■ EXCERPT TO READ
*** Block opens ***

Building the machine near a rich seam of coal means disrupting the tranquillity and livelihoods of a quiet pastoral setting. Predictably there is opposition, including within Karl’s own family. And the conflict is dramatised romantically as Karl is desired both by fellow engineer Olga (Viola Garden) and local land-owner Camilla (Ilse Stobrawa).

“The violent clash of rural idyll and industry, machinery and romanticism is matched by the cinematic collision of industrial reportage and melodrama.”

What stands out in the film is the cinematography by Helmer Lerski [again] and the editing. There are extensive sequences of montage, especially when we reach the dramatic climax. The film had an early sound track of music. The score by Walter Gronostay has been recreated for the 35mm print that we saw. However, it was mainly in the C19th orchestral tradition and I did not find that it matched the images. The credits included the young Fred Zinnemann as an assistant cameraman.

Das Abenteuer einer schönen Frau, Deutschland 1932: Regie: Hermann Kosterlitz

Das Abenteuer einer Schönen Frau (The Adventure of Thea Roland, 1932) starred Lil Dagover in the title role. She is an independently-minded woman and a successful sculptor. A new commission sends her looking for a suitable male model. She finds him at a local boxing gymnasium: boxers were a popular film type in this period. However, her chosen subject is Jerry (Hans Rehmann), an English policeman and police boxing champion visiting Berlin for a fight. Inevitably romance, or at least desire, evolves. Dagover convinces as the independent woman but Rehmann has his work cut out as the English Bobby. We do see him in one scene directing traffic in London.

*** Block closes ***

■ DIRECTIONS
A. List every actor the review names as playing a role in either film.
B. Copy a passage from the review word for word. Begin at the words "Das Abenteuer einer schönen Frau, Deutschland" and stop after "traffic in London.".
C. In the review, who wrote the score that was recreated for the 35mm print?
The data that follows has no connection to the review above.

■ INPUT DATA

*** Block opens ***

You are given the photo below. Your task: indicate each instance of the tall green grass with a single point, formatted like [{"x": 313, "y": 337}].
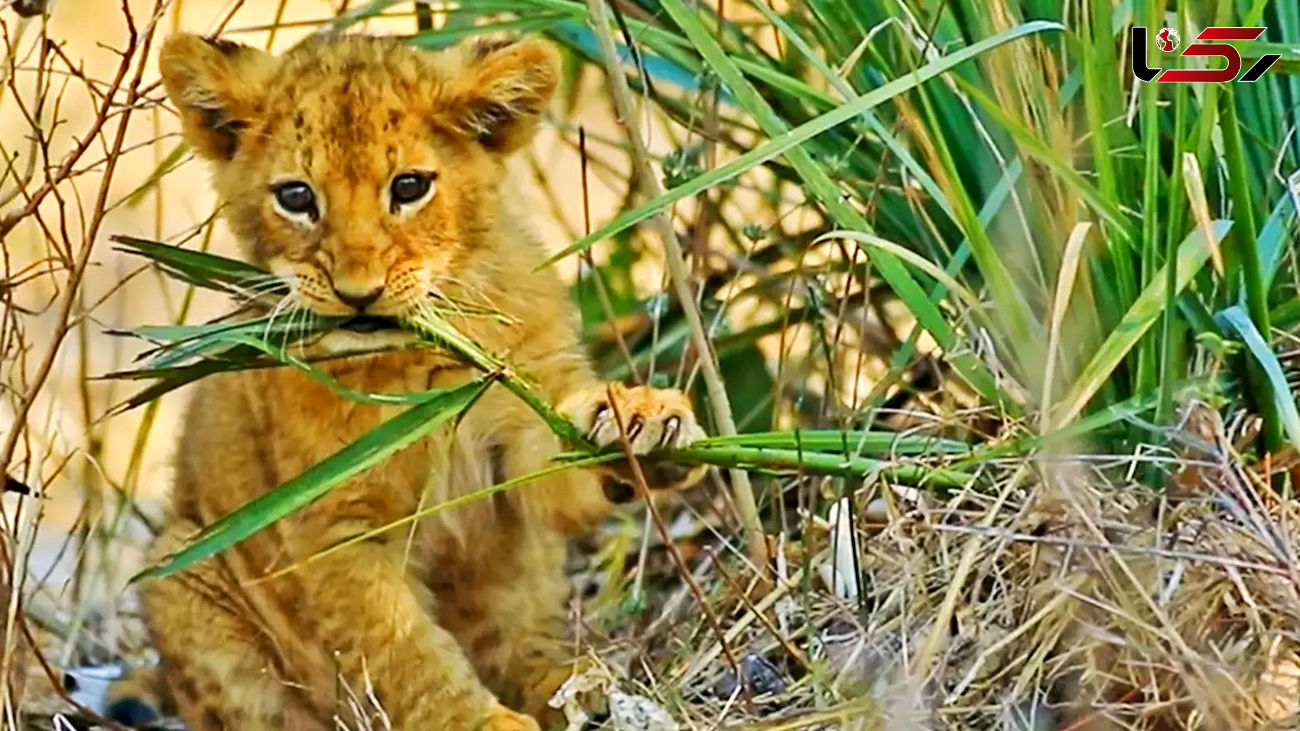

*** Block closes ***

■ YOUR RESPONSES
A. Viola Garden, Ilse Stobrawa, Lil Dagover, Hans Rehmann

B.
Das Abenteuer einer schönen Frau, Deutschland 1932: Regie: Hermann Kosterlitz

Das Abenteuer einer Schönen Frau (The Adventure of Thea Roland, 1932) starred Lil Dagover in the title role. She is an independently-minded woman and a successful sculptor. A new commission sends her looking for a suitable male model. She finds him at a local boxing gymnasium: boxers were a popular film type in this period. However, her chosen subject is Jerry (Hans Rehmann), an English policeman and police boxing champion visiting Berlin for a fight. Inevitably romance, or at least desire, evolves. Dagover convinces as the independent woman but Rehmann has his work cut out as the English Bobby. We do see him in one scene directing traffic in London.

C. Walter Gronostay